WHAT IS EXPECTED: In the records below, find the line with "Target: self checkout sign" and the line with "Target: yellow pallet jack"; return exactly those lines and every line between them.

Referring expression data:
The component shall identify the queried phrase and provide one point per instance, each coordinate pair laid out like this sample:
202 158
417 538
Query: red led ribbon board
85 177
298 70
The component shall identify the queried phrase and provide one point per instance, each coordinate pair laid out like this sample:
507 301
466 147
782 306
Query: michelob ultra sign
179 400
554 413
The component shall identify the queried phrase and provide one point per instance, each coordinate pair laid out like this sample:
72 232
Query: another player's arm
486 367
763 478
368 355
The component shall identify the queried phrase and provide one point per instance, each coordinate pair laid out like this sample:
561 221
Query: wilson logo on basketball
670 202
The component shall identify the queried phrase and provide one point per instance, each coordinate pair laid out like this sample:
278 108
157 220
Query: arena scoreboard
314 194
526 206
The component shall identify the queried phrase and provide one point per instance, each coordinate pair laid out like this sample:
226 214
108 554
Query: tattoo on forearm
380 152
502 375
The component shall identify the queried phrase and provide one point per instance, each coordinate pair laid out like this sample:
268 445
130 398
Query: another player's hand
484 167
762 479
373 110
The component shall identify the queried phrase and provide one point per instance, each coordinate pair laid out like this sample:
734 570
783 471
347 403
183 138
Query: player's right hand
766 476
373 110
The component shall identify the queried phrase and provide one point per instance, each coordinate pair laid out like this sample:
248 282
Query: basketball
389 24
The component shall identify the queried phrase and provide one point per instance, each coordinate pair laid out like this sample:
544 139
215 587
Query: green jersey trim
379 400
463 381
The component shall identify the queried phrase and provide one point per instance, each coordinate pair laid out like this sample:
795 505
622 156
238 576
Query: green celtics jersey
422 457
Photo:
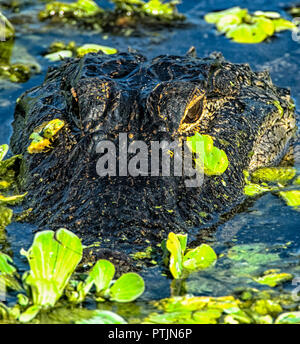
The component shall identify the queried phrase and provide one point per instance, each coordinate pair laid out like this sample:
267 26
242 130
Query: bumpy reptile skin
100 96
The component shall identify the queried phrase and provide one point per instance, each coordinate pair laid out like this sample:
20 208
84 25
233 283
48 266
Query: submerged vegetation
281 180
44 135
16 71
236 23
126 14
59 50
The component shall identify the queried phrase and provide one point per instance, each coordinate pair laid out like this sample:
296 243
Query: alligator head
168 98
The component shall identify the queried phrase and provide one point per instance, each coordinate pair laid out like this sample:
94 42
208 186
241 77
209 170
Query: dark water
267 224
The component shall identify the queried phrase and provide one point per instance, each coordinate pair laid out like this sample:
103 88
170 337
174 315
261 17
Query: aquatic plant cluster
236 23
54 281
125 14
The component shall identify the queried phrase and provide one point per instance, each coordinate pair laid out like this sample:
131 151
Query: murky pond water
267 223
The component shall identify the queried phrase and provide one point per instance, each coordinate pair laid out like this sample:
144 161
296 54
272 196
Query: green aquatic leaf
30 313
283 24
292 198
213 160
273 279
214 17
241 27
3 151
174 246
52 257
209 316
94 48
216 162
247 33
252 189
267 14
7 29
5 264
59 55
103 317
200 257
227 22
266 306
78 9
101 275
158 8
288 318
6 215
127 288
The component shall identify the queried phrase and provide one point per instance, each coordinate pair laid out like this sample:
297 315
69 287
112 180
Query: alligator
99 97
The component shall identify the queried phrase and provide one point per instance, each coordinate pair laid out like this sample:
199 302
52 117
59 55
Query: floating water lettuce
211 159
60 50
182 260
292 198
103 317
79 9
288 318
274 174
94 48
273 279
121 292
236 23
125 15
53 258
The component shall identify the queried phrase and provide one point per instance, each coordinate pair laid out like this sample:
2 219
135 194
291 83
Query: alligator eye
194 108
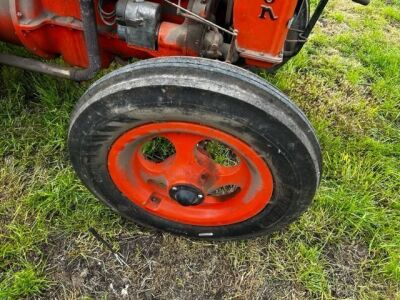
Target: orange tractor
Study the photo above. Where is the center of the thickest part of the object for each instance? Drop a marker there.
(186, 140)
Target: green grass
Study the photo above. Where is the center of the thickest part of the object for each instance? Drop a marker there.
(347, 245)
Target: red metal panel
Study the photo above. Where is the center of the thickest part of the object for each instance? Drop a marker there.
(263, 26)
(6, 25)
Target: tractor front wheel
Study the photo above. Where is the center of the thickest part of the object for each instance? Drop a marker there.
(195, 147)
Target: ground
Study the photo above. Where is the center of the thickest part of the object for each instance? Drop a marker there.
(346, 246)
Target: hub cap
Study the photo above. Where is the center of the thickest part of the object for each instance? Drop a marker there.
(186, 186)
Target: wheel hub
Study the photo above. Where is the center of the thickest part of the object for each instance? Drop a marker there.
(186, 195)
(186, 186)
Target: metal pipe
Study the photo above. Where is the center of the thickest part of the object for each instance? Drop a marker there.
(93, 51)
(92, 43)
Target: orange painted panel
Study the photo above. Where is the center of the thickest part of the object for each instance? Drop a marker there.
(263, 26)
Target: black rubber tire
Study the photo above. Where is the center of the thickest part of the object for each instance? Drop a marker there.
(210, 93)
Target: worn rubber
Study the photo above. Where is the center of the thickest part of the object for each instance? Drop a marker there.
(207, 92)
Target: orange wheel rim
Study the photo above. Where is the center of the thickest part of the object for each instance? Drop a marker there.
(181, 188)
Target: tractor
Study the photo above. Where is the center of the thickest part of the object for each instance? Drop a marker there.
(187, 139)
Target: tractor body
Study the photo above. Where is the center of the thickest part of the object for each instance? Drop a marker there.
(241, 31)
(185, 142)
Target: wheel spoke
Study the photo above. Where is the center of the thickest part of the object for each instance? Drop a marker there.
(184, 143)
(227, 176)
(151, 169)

---

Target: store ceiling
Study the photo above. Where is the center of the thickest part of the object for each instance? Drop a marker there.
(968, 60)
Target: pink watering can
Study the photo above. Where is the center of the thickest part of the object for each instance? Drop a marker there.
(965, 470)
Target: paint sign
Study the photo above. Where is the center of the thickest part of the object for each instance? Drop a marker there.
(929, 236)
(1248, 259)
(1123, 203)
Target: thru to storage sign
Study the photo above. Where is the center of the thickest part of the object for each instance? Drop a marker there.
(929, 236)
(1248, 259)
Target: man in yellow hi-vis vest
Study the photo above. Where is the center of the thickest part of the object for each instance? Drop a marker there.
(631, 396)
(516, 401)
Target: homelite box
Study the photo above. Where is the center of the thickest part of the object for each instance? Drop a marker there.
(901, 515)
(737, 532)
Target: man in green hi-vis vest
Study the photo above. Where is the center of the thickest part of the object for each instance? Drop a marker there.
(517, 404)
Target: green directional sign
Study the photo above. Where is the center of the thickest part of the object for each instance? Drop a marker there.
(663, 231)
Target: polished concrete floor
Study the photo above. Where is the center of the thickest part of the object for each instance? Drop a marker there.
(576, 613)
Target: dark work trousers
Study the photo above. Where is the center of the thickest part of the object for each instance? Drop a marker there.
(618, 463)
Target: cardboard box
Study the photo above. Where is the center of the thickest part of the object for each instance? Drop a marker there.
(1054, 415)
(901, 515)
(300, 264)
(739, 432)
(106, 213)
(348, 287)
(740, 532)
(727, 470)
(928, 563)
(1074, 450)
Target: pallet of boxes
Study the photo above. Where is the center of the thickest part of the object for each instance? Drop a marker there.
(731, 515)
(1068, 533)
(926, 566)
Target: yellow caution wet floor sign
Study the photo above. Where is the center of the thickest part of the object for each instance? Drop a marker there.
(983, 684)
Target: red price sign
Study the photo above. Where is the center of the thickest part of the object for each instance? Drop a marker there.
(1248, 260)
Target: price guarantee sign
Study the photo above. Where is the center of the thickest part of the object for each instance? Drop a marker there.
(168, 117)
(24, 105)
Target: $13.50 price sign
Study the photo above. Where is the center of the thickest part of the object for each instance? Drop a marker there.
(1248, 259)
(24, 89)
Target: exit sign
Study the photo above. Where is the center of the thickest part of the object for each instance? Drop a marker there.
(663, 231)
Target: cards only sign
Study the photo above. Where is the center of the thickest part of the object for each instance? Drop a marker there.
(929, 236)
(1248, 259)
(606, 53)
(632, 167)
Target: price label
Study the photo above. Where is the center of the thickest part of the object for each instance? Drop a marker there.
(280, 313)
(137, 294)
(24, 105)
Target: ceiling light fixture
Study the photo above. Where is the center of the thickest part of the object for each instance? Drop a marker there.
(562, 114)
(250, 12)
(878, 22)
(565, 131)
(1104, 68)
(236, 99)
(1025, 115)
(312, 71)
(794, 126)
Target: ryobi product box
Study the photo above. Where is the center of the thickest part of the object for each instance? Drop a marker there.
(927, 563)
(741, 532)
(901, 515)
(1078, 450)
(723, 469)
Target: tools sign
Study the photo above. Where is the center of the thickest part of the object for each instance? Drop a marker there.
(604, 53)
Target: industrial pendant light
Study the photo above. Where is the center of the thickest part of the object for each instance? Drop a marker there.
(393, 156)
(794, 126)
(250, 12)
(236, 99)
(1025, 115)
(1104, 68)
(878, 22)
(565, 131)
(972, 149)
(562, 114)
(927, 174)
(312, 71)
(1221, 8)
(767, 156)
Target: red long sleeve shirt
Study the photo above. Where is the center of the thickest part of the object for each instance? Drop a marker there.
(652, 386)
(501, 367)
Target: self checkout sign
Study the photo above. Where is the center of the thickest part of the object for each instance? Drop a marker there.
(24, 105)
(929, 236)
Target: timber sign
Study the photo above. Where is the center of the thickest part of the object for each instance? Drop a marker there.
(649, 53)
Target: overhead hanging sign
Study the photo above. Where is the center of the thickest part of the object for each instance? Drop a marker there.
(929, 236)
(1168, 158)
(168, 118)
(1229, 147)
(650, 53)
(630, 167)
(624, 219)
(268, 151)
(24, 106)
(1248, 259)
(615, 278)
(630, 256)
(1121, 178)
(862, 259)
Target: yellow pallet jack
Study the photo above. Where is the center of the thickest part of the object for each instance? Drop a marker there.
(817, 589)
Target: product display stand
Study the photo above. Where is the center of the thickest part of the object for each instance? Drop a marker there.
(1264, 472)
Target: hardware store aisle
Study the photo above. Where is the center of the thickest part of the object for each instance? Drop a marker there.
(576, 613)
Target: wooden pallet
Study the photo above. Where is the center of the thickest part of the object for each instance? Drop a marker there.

TASK SOLUTION:
Target: self checkout sign
Study the photo above. Where is the center of the thickest part of the object for each instance? Drop a marker there.
(24, 105)
(929, 236)
Target: timber sign
Study the photo above. Where is the center of the thickest part of the object for each instance? Drop a marker there.
(649, 53)
Target: overhead hanging sign
Study the photo above. Where is the center of the thickest part of the object for each instance? Drop a marker there.
(929, 236)
(1168, 158)
(168, 118)
(1229, 147)
(650, 53)
(630, 167)
(624, 219)
(268, 151)
(24, 106)
(1248, 259)
(615, 278)
(630, 256)
(1121, 178)
(862, 259)
Target: yellow pallet jack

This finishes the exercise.